Problem requirements: The records that follow must be repeated verbatim, every one of them.

Supplied records:
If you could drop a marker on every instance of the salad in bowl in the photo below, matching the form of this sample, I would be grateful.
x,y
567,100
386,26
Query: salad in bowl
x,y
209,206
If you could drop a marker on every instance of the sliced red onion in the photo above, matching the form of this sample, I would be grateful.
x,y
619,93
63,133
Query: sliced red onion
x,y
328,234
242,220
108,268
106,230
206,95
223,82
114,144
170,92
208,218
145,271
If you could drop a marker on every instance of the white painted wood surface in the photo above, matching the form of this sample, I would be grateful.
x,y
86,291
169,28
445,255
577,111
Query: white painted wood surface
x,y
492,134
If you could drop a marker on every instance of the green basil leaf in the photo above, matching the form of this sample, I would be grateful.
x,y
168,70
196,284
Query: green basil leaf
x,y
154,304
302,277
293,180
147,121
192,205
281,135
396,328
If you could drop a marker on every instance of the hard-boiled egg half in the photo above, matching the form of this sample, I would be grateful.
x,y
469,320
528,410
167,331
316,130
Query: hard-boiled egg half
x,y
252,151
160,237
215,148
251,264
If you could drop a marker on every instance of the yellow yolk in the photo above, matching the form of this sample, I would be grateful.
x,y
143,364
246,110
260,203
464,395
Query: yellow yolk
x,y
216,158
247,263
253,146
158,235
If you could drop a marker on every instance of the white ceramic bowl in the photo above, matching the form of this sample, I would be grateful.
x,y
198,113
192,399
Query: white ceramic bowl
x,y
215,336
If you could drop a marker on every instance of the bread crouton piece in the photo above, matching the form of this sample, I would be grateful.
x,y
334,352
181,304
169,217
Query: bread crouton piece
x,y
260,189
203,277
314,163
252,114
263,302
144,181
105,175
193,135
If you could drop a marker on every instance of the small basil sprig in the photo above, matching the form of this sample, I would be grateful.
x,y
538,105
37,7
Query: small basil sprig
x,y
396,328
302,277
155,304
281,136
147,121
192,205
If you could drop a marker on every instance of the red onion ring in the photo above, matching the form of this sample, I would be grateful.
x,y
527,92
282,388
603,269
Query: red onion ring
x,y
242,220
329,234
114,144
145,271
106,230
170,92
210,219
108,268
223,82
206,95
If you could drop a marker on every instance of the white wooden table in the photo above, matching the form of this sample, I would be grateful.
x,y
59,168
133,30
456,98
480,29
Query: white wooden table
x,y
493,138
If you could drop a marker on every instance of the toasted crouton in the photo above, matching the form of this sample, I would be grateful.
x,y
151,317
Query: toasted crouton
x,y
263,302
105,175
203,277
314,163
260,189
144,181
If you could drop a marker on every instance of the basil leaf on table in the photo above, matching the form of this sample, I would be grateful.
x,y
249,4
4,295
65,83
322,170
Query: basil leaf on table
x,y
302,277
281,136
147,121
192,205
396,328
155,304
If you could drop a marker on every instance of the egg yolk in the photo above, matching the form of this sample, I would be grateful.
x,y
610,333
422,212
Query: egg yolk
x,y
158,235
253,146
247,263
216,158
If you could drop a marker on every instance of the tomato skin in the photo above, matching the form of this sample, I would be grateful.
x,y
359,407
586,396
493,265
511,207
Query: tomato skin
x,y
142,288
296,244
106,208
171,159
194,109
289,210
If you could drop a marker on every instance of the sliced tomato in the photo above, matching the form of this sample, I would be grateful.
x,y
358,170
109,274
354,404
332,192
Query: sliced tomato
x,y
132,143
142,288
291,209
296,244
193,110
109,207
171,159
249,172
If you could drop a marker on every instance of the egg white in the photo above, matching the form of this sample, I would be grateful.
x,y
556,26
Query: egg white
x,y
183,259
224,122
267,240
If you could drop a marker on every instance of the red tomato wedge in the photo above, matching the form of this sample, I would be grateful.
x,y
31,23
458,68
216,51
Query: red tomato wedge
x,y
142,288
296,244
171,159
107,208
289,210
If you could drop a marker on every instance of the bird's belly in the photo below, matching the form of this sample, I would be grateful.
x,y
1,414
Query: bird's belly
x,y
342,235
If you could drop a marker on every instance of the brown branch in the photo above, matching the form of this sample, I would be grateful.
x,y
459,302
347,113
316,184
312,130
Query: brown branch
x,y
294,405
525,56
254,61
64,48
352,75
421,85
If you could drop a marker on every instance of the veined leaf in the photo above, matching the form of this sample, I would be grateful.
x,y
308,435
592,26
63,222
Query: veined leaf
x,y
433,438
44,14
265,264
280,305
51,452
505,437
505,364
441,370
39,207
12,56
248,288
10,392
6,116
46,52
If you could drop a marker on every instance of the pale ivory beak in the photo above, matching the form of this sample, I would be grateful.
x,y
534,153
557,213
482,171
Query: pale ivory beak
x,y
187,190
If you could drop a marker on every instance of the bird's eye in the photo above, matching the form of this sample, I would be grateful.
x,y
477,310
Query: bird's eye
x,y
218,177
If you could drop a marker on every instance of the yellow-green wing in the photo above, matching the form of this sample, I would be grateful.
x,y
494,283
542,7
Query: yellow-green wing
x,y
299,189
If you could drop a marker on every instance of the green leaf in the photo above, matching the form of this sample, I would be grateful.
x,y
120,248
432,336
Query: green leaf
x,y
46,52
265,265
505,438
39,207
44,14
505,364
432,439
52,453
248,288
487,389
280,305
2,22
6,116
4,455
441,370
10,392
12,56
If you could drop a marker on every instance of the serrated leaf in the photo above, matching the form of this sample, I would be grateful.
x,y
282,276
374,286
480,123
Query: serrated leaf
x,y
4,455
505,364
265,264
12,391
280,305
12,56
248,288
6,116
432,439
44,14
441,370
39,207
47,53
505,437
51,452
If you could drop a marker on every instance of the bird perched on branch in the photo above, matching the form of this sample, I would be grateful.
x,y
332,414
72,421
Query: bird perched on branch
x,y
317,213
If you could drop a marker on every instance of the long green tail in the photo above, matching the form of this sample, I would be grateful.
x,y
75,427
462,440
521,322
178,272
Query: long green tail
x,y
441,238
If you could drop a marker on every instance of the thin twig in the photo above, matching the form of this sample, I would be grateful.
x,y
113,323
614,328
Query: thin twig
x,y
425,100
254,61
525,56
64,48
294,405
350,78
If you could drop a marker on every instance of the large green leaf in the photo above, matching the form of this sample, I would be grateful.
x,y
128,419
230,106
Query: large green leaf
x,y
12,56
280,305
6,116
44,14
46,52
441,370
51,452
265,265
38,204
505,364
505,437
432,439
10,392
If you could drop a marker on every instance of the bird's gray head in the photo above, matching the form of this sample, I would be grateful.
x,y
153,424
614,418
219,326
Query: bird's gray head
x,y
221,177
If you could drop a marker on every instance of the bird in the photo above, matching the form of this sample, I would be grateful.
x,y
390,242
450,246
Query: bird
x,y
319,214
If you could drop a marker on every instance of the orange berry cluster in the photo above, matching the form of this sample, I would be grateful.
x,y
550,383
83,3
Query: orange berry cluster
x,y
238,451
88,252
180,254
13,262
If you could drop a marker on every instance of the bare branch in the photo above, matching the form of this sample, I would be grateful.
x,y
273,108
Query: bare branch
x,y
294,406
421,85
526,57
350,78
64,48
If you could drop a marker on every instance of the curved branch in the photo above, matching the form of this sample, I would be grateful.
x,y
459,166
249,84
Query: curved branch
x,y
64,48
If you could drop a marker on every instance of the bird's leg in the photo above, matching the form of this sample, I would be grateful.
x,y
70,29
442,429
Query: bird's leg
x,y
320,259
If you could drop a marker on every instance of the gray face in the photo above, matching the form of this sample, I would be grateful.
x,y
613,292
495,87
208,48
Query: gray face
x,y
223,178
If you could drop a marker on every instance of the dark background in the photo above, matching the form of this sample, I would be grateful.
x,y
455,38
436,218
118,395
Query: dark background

Output of the exercise:
If you could drop a marker on every instance of the salad in bowl in the photo below, matching the form of this sample, I would be grateful.
x,y
567,100
386,26
Query: salad in bowl
x,y
209,206
If you could drop a marker on every instance of the sliced red onion in the photo above, matching the form of this sample, I would be grateful.
x,y
619,93
63,133
Query: sliced red onion
x,y
328,234
242,220
108,268
106,230
206,95
223,82
114,144
170,92
208,218
145,271
If you could drop a marker on every instance of the white painted wood surface in the photo above, matching the form of this sample, I would be grateful.
x,y
86,291
169,28
445,255
577,111
Query: white painted wood surface
x,y
492,134
If you could drop a marker on every instance of the green basil leaf in the photo above, matching the form of this sample, I would be grateful.
x,y
168,70
196,284
Query: green basil leaf
x,y
154,304
302,277
293,180
147,121
192,205
281,135
396,328
If you could drop a marker on every instance of the hard-boiled egg half in the photo above, matching the form of this sample, I would be grateful.
x,y
469,320
528,410
167,331
316,130
Query: hard-boiled egg half
x,y
252,151
160,237
215,148
251,264
If you could drop a marker on every instance of the yellow yolk in the photo above, matching the form of this sample, I would be grateful.
x,y
143,364
246,110
260,203
464,395
Query: yellow yolk
x,y
216,158
247,263
253,146
158,235
If you could drop a marker on every instance of the white ceramic bowl in the photo above, matching the form of this sample, I would be grateful.
x,y
198,113
192,399
Query: white ceramic bowl
x,y
215,336
If you could drop a marker on every instance of the bread crouton piece in the photo above, matching the form of this sample, I would be grateful.
x,y
334,352
181,304
169,217
Query: bread crouton piece
x,y
260,189
203,277
314,163
252,114
263,302
144,181
105,175
193,135
If you could drop a marker on every instance of the small basil sprig in the photo above, matching the form of this sample, I would be grateful.
x,y
538,105
37,7
Query: small basil sprig
x,y
396,328
302,277
155,304
281,136
147,121
192,205
If you could drop a marker on every instance of the red onion ring in the photo above, matching the form of this sample, I would be grateful.
x,y
527,92
282,388
603,269
Query: red onion ring
x,y
242,220
329,234
114,144
145,271
106,230
170,92
210,219
108,268
223,82
206,95
If you could drop a marker on every instance of the white wooden table in the photo above, matching the form of this sample, I would be grateful.
x,y
59,168
133,30
456,98
480,29
Query: white wooden table
x,y
493,138
If you could drop a marker on every instance of the toasted crouton in the photo above, matching the form of this sample, I would be grateful.
x,y
151,317
Query: toasted crouton
x,y
263,302
105,175
203,277
314,163
260,189
144,181
If you could drop a marker on every instance of the basil leaf on table in the photo above, matching the form of this sample, I would be grateful.
x,y
249,4
4,295
65,83
322,170
Query: basil leaf on table
x,y
302,277
281,136
147,121
192,205
396,328
155,304
If you could drop a marker on every instance of the egg yolk in the photo above, matching the form of this sample, I would be grateful.
x,y
610,333
422,212
Query: egg yolk
x,y
158,235
253,146
247,263
216,158
If you could drop a marker on every instance of the tomato skin in the photo above, matching the form of this sample, I would be grateful.
x,y
359,407
586,396
493,265
511,207
Query: tomato skin
x,y
142,288
296,244
106,208
171,159
194,109
289,210
If you could drop a marker on every instance of the sliced tomato in the photo above, matching the form of this sample, I would be grateful.
x,y
358,170
109,274
354,404
332,192
Query: sliced tomato
x,y
132,143
142,288
291,209
296,244
193,110
109,207
171,159
249,172
If you could drop a marker on every instance of the egg white in the photo above, matching the form of this sample, I would be grateful.
x,y
556,26
Query: egg white
x,y
183,259
224,122
267,240
If you could drop a marker on every instance of the red tomato wedge in the photo above, matching the form of this sample, I would be grateful.
x,y
31,23
458,68
216,51
Query: red tomato wedge
x,y
142,288
296,244
171,159
107,208
289,210
If you could drop a marker on every instance of the bird's belly in the photo below, matching the form of this sample, I would be grateful.
x,y
1,414
Query: bird's belly
x,y
342,235
If you could drop a marker on every instance of the brown branch in the photo above, matching the form of this sample, I would be grateful.
x,y
459,302
347,113
316,184
312,130
Query: brown branch
x,y
294,405
525,56
254,61
64,48
352,75
421,85
If you could drop a marker on every instance of the veined leaf in the photo above, matching the form of this sample, I would be grateful.
x,y
308,435
592,26
63,222
Query: veined leaf
x,y
433,438
44,14
265,264
280,305
51,452
505,437
505,364
441,370
39,207
12,56
248,288
10,392
6,116
46,52
If you could drop a marker on every instance of the pale ivory beak in the photo above, matching the form of this sample, I would be grateful.
x,y
534,153
557,213
482,171
Query: pale ivory beak
x,y
187,190
If you could drop a marker on every instance of the bird's eye in the photo above, matching the form of this sample, I would be grateful.
x,y
477,310
Query: bird's eye
x,y
218,177
If you could drop a marker on every instance of the yellow-green wing in the photo above, matching the form of this sample, I would be grateful.
x,y
494,283
542,7
Query: yellow-green wing
x,y
299,189
If you could drop a marker on every instance of the green leaf in the photo above, matching the form of this sample, I would be grateful.
x,y
120,248
432,336
Query: green leaf
x,y
46,52
265,265
505,438
39,207
44,14
505,364
432,439
52,453
248,288
487,389
280,305
2,22
6,116
4,455
441,370
10,392
12,56
If you could drop a marker on every instance of the serrated leaf in the photo above, matching the form of this sample, I would be grateful.
x,y
282,276
374,286
480,123
Query: serrated leaf
x,y
4,455
505,364
265,264
12,391
280,305
12,56
248,288
6,116
432,439
44,14
441,370
39,207
47,53
505,437
51,452
If you could drop a marker on every instance of the bird perched on branch in the photo above, matching the form of this sample, I would be grateful.
x,y
332,414
72,421
Query: bird perched on branch
x,y
317,213
If you could drop a marker on every instance of the long green tail in the photo above, matching the form of this sample, I would be grateful.
x,y
75,427
462,440
521,322
178,272
Query: long green tail
x,y
441,238
If you could drop a marker on every instance of the thin twig in the photo above, matching the form of this sample, I would be grateful.
x,y
113,323
614,328
Query: thin twig
x,y
425,100
254,61
525,56
64,48
294,405
350,78
If you could drop a marker on every instance of the large green leaf in the photo above, matching the form of this sample, I would be grateful.
x,y
128,419
230,106
Query: large green leaf
x,y
12,56
280,305
6,116
44,14
46,52
441,370
51,452
265,265
38,204
505,364
505,437
432,439
10,392
If you could drop a marker on every instance of the bird's gray head in the photo above, matching the form of this sample, I would be grateful.
x,y
153,424
614,418
219,326
Query: bird's gray head
x,y
221,177
If you could drop a marker on every instance of the bird in the photo above, matching the form of this sample, I would be grateful.
x,y
390,242
450,246
Query: bird
x,y
319,214
If you could drop a marker on every instance of the orange berry cluster in the photo above, matching the form of this sample, I would be grateful.
x,y
550,383
83,3
Query: orange berry cluster
x,y
238,451
88,252
180,254
13,262
If you could drop a marker on every instance of the bare branch in the photo above, matching the form of this sample, I would be grateful.
x,y
273,108
Query: bare branch
x,y
294,406
421,85
526,57
350,78
64,48
If you could drop a marker on every instance of the curved branch in the photo above, matching the form of this sample, I would be grateful.
x,y
459,166
249,84
Query: curved branch
x,y
64,48
If you could drop a marker on every instance of the bird's leg in the photo above, matching the form of this sample, I would be grateful.
x,y
70,29
442,429
Query: bird's leg
x,y
320,259
If you could drop a marker on every instance of the gray face in the photo above, matching the form of this sample, I would be grateful.
x,y
613,292
495,87
208,48
Query: gray face
x,y
223,178
If you could drop a marker on every instance of the dark background in the photo above, matching the form of this sample, I would be grateful.
x,y
455,38
436,218
118,395
Query: dark background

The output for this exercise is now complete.